**YOUR TASK**
Scan each line of the records for the word "pink" and extract the ones that have it.

**Dataset items**
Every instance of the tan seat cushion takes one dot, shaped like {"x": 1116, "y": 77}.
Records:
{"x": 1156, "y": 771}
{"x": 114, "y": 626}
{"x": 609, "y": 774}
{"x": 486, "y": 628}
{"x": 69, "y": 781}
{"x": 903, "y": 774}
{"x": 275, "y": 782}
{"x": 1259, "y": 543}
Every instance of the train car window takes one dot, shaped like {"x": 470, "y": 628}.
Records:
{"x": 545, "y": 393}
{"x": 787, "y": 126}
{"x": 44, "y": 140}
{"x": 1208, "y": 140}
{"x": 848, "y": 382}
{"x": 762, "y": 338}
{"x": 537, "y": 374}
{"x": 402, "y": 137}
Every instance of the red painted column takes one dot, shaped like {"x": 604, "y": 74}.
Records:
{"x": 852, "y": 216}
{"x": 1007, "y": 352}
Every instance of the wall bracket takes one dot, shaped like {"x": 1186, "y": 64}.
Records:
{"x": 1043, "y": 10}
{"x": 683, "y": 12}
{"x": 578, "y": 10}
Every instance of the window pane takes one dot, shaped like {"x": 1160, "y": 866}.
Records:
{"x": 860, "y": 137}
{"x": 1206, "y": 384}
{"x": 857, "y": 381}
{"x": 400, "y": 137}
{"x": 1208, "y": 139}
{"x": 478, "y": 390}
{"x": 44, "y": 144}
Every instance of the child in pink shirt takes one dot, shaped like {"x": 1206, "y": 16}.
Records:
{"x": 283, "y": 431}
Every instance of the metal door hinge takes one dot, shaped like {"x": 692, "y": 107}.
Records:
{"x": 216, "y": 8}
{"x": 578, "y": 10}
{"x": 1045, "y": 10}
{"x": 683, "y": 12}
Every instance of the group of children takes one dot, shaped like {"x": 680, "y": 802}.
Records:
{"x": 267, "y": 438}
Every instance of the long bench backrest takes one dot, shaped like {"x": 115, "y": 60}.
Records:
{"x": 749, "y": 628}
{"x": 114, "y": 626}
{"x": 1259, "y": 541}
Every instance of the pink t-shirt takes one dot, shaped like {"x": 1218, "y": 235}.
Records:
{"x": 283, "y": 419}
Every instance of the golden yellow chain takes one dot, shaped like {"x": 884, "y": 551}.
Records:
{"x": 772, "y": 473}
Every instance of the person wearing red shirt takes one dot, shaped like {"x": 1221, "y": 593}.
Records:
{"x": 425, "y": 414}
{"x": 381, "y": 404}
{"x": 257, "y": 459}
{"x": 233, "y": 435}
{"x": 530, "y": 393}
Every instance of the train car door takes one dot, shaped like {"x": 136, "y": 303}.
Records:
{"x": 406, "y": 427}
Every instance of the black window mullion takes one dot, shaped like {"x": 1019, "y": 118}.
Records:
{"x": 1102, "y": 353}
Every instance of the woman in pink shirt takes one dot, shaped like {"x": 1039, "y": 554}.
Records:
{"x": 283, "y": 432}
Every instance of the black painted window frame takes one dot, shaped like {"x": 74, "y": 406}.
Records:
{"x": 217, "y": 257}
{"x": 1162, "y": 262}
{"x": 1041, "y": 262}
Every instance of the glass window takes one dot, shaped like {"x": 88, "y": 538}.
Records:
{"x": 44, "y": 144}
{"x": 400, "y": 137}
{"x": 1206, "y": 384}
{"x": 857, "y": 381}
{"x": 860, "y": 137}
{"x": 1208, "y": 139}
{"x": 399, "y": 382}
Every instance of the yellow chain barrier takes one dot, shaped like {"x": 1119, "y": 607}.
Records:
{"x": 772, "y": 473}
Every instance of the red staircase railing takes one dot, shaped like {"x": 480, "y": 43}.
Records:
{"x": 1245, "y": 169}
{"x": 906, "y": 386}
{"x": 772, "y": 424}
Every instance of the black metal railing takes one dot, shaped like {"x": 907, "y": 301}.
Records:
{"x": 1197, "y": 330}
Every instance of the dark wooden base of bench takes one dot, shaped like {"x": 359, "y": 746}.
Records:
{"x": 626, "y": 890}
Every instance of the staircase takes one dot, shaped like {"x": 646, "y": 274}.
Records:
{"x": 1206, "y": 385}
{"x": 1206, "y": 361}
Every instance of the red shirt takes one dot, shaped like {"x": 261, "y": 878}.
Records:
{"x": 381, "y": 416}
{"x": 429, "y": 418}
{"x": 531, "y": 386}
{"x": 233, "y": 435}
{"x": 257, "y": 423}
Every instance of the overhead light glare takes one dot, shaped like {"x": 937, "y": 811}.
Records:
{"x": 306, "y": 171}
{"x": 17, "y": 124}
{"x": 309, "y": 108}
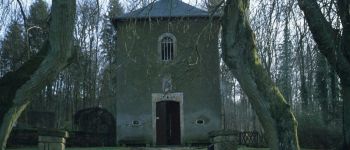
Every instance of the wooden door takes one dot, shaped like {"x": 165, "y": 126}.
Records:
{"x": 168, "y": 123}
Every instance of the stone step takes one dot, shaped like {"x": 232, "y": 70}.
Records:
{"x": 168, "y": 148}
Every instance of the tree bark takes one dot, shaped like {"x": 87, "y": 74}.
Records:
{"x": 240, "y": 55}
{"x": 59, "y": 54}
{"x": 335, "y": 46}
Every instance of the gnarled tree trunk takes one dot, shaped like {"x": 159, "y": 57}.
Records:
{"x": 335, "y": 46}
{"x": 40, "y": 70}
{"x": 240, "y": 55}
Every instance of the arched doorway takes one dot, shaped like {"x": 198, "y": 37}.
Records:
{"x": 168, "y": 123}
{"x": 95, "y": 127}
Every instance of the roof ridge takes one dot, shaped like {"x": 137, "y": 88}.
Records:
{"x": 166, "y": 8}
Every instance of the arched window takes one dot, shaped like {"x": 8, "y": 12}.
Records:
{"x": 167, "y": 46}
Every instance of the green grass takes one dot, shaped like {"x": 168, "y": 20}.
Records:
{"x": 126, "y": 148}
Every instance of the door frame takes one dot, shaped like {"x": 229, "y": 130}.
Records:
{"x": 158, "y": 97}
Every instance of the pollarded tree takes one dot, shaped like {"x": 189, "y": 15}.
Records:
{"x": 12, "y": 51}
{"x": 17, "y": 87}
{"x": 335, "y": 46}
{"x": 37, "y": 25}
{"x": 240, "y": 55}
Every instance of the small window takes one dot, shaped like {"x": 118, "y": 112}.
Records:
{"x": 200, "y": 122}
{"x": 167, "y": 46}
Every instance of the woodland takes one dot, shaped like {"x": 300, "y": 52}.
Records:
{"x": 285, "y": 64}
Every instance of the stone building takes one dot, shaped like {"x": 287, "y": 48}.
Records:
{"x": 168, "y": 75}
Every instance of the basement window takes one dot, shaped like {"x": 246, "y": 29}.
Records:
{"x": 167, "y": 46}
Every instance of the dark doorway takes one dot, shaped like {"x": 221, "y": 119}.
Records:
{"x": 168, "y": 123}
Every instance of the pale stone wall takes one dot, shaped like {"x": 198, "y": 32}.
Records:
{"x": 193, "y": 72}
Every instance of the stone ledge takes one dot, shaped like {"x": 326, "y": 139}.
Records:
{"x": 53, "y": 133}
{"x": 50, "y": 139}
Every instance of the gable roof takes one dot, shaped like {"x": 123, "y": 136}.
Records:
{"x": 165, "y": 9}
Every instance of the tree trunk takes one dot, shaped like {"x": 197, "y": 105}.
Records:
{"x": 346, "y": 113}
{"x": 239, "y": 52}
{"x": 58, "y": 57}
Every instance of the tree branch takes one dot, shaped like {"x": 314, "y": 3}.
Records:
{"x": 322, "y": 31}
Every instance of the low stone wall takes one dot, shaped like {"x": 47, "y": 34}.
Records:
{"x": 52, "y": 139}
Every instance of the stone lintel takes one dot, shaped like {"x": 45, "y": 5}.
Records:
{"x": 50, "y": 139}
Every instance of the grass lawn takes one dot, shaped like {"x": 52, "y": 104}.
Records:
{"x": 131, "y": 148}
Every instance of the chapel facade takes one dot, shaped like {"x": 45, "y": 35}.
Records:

**SOLUTION**
Every instance of the child in pink shirt takes one dot, shaped like {"x": 1206, "y": 16}.
Every instance of the pink t-shirt takes one dot, shaped like {"x": 1218, "y": 235}.
Every instance of the woman in pink shirt takes one dot, shaped like {"x": 1039, "y": 554}.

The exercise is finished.